Required task: Copy the listing below, putting "factory" in place of "warehouse" and keeping everything else the same. Leave out the pictures.

Supplied entries:
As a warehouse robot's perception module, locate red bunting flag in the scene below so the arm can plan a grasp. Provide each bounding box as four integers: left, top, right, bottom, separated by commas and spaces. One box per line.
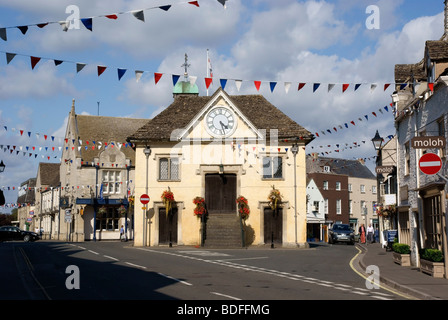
30, 56, 40, 69
188, 1, 199, 8
205, 78, 213, 89
98, 66, 107, 77
154, 72, 163, 84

Complete answer:
As a factory robot's perception module, locate red bunting flag in the scene below so the arm can plan a grasp. Provide each bounding box as four integers: left, top, right, bottom, separated by commas and spaces. One box per line.
30, 56, 40, 69
188, 1, 199, 8
205, 78, 213, 89
98, 66, 107, 77
154, 72, 163, 84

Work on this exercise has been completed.